Puoi inserire in un CSV a due colonne, "testo" e "risultato", i record che vanno dall'inizio fino alla riga che contiene "[443,248,452,265]", inclusa, con una riga per ciascun record, ogni campo tra virgolette e gli a capo sostituiti da spazi? Lascia fuori le immagini dalla risposta.

:: Record forniti ::

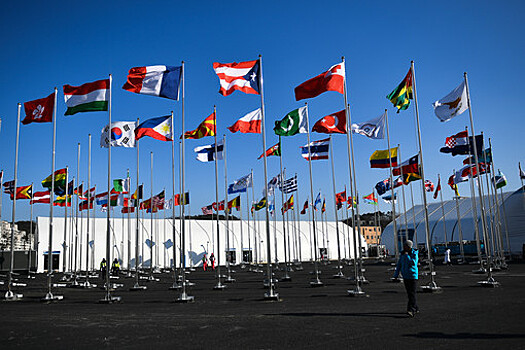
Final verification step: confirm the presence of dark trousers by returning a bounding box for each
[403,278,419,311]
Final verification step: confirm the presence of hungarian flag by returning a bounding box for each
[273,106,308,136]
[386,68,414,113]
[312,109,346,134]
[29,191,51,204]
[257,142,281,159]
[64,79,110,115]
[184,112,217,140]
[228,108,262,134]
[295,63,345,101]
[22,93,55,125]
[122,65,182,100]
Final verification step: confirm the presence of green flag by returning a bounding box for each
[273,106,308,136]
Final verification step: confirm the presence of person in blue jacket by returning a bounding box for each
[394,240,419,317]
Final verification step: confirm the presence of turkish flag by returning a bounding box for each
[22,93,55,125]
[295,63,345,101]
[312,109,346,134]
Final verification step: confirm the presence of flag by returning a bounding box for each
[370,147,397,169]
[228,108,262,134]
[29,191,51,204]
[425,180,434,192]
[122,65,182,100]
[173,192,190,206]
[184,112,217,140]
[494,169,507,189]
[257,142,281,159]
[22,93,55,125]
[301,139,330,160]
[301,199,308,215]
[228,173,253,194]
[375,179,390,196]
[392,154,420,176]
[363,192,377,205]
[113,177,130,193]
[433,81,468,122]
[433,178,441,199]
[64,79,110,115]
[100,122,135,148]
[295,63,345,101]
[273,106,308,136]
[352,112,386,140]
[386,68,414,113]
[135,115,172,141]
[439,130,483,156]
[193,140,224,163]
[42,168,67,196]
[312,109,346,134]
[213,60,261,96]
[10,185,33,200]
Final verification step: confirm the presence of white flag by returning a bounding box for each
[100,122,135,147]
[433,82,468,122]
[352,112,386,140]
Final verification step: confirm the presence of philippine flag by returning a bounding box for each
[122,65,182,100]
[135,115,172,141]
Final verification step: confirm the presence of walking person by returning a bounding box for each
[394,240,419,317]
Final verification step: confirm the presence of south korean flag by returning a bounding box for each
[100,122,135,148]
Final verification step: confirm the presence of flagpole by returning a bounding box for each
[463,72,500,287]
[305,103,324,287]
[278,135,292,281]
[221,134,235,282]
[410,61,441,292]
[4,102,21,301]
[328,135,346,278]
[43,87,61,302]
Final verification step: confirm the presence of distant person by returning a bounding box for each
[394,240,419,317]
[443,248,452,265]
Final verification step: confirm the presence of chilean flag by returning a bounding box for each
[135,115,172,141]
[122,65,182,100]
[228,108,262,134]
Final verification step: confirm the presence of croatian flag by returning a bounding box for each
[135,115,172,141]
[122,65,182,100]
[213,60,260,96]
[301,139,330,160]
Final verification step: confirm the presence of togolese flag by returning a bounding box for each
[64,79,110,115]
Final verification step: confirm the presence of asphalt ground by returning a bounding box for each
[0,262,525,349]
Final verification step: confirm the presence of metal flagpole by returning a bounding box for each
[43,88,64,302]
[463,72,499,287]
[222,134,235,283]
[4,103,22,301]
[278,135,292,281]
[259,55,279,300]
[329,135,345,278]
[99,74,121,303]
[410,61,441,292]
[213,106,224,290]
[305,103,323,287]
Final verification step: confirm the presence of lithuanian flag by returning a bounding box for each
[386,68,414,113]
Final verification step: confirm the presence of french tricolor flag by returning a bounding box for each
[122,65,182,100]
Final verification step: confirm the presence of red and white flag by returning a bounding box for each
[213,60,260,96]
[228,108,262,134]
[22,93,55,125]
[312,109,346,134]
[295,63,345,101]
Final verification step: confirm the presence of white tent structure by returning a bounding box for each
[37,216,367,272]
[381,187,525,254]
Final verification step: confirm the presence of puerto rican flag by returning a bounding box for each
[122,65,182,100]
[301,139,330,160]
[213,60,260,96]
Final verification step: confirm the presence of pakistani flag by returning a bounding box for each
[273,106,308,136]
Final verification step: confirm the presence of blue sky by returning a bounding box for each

:::

(Soluzione)
testo,risultato
"Final verification step: confirm the presence of dark trousers by returning a bounding box for each","[403,278,419,311]"
"Final verification step: confirm the presence of hungarian flag by returning a bounding box for each","[273,106,308,136] [386,68,414,113] [312,109,346,134] [29,191,51,204] [257,142,281,159] [64,79,110,115] [184,112,217,140] [228,108,262,134] [295,63,345,101] [22,93,55,125] [122,65,182,100]"
"Final verification step: confirm the presence of green flag by returning a bounding box for each","[273,106,308,136]"
"Final verification step: confirm the presence of person in blue jacket by returning a bounding box for each","[394,240,419,317]"
"Final verification step: confirm the presence of turkish flag by returning a bounding box for each","[22,93,55,125] [295,63,345,101] [312,109,346,134]"
"Final verification step: confirm the presence of flag by returning a bounding box for each","[370,147,397,169] [228,108,262,134] [29,191,51,204] [425,180,434,192] [122,65,182,100] [173,192,190,206] [184,112,217,140] [494,169,507,189] [257,142,281,159] [22,93,55,125] [301,139,330,160] [301,199,308,215] [228,173,253,194] [375,179,390,196] [392,154,420,176] [363,192,377,205] [113,177,130,193] [433,81,468,122] [433,178,441,199] [64,79,110,115] [100,122,135,148] [295,63,345,101] [273,106,308,136] [352,112,386,140] [386,68,414,113] [135,115,172,141] [439,130,483,156] [193,140,224,163] [42,168,67,196] [312,109,346,134] [213,60,261,96] [10,185,33,200]"
"Final verification step: confirm the presence of white flag by returning a bounding box for each","[100,122,135,147] [433,82,468,122] [352,112,386,140]"
"Final verification step: confirm the presence of philippine flag by returning a bounding box for each","[122,65,182,100] [135,115,172,141]"
"Final verification step: confirm the presence of walking person by returning a bounding box for each","[394,240,419,317]"
"Final verification step: confirm the presence of south korean flag by returning a bounding box for each","[100,122,135,148]"
"Final verification step: confirm the presence of flagpole by returning a bounding box for each","[463,72,500,287] [305,103,324,287] [278,135,292,281] [221,134,235,282] [410,61,441,292] [4,102,21,301] [328,135,346,278] [43,87,61,302]"
"Final verification step: confirm the presence of distant person by returning a bounding box for each","[394,240,419,317] [443,248,452,265]"